**COSA SI CHIEDE**:
1. Traduci in inglese questa frase del testo sulle religioni in India: «In India la maggior parte della popolazione pratica l’induismo, che è considerato da molti la prima e unica religione del Paese.»
2. Ricopia dal testo sulle religioni in India il passo che va da «Dopo la fase» a «la maggioranza dell’epoca.».

**TESTO RIPORTATO**:

◆ ◆ ◆ ◆

Fonte: http://www.secoloditalia.it

 

 

New Delhi – Nel 1947 l’India ottenendo l’indipendenza ha accettato il secolarismo, ossia la neutralità dello Stato nei confronti delle religioni, pur rimanendo di base una società pluralistica. Al giorno d’oggi, la conversione religiosa è un tema molto acceso che ha creato scompiglio e che viene usato come strumento di potere e dominio da parte di alcuni partiti politici. Di conseguenza, la società si trova in uno stato di instabilità soprattutto perché alcuni gruppi hanno iniziato improvvisamente a convertirsi a un‘altra religione.
In India la maggior parte della popolazione pratica l’induismo, che è considerato da molti la prima e unica religione del Paese. Nel corso della storia l’India ha attraversato molte fasi, diversi regimi e capi di stato e il buddhismo, oltre 1200 anni fa, è stata la prima religione indiana. Nel periodo buddhista non esistevano gerarchie, povertà e caste, e i valori fondamentali della società erano l’uguaglianza e la fratellanza. Inoltre, il credo buddhista a quel tempo divenne molto forte grazie all’arrivo di molti grandi sovrani, ad esempio Ashoka.
Dopo la fase buddhista ci fu la civiltà vedica e proprio in quell’epoca venne creato anche il sistema di caste e nacque il termine ‘induista’. Dopo la civiltà vedica, l’India fu governata per 700 anni dai musulmani provenienti dal Medio Oriente, che portarono nel Paese anche la religione islamica. I leader musulmani, inoltre, sfruttarono il sistema delle caste in modo che le persone costrette a convertirsi all‘islam fossero il 90% della popolazione poiché solo il 10% si convertiva volontariamente. Allo stesso tempo, i musulmani divisero il Paese in 2 parti: stranieri e nativi (indiani) da una parte e dall’altra i musulmani che divennero la maggioranza dell’epoca.

◆ ◆ ◆ ◆

**RIGHE**:
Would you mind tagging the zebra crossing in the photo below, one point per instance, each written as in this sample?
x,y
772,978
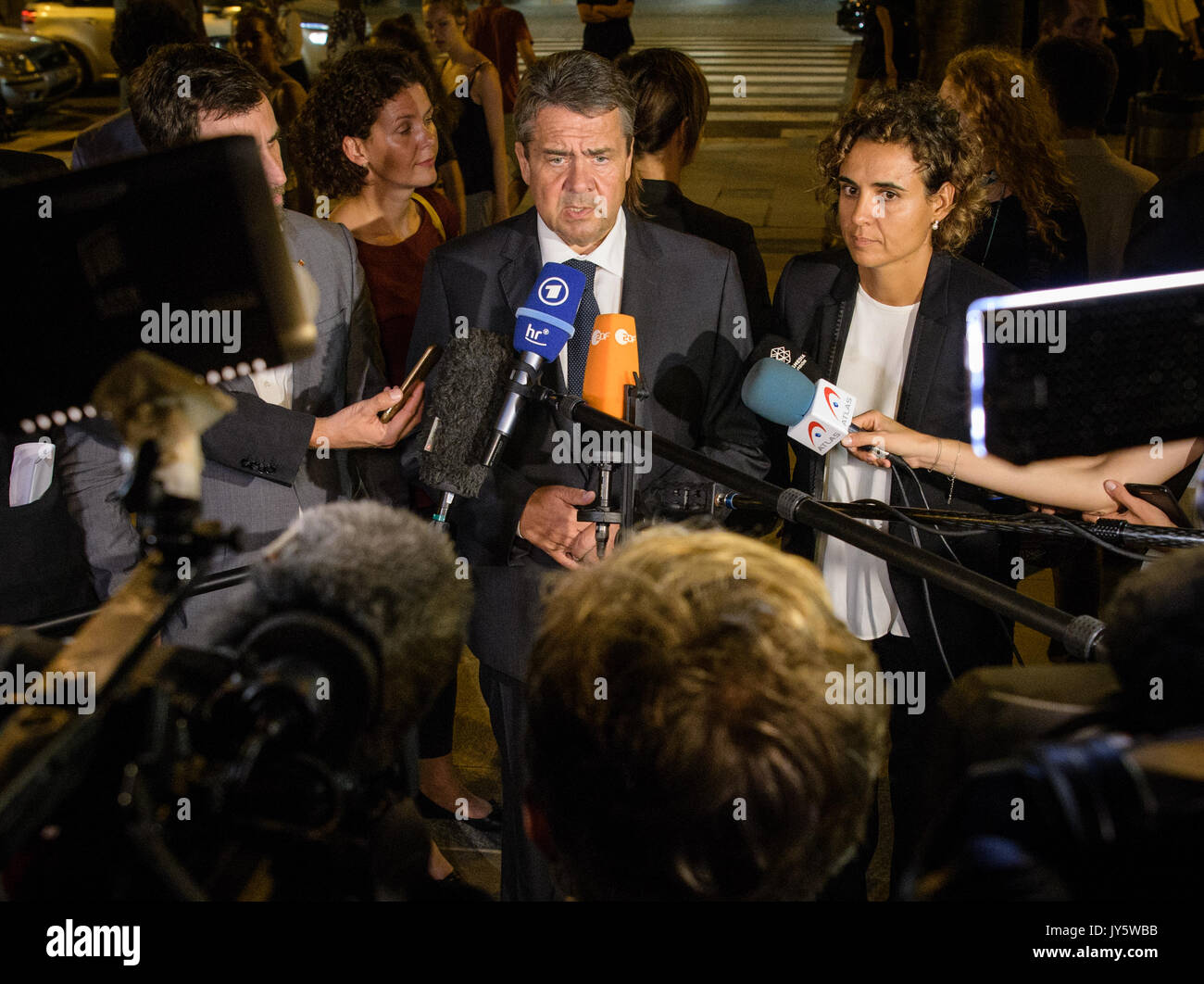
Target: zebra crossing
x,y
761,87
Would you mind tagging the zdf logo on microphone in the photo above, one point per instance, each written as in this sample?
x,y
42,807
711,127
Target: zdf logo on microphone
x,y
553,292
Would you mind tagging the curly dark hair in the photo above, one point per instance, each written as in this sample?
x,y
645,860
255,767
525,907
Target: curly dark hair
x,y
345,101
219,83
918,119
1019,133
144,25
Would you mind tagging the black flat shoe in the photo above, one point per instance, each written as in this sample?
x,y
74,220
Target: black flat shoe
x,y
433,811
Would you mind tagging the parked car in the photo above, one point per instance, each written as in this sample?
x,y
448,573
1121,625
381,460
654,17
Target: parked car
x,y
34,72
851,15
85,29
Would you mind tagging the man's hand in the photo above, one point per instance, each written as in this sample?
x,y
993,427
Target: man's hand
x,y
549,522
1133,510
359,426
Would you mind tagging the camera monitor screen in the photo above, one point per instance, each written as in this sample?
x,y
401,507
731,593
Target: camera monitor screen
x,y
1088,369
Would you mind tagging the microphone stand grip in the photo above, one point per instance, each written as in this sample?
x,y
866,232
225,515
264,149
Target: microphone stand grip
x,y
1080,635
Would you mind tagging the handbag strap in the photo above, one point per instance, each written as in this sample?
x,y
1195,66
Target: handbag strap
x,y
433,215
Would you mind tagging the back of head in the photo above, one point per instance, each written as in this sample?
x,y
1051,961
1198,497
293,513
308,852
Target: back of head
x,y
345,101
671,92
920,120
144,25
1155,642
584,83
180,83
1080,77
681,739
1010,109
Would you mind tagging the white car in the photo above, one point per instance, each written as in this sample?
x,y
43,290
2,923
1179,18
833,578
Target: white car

◆ ◆ ◆ ◆

**RISPOSTE ALL'ESERCIZIO**:
1. In India, most of the population practices Hinduism, which many consider the country's first and only religion.

2.
Dopo la fase buddhista ci fu la civiltà vedica e proprio in quell’epoca venne creato anche il sistema di caste e nacque il termine ‘induista’. Dopo la civiltà vedica, l’India fu governata per 700 anni dai musulmani provenienti dal Medio Oriente, che portarono nel Paese anche la religione islamica. I leader musulmani, inoltre, sfruttarono il sistema delle caste in modo che le persone costrette a convertirsi all‘islam fossero il 90% della popolazione poiché solo il 10% si convertiva volontariamente. Allo stesso tempo, i musulmani divisero il Paese in 2 parti: stranieri e nativi (indiani) da una parte e dall’altra i musulmani che divennero la maggioranza dell’epoca.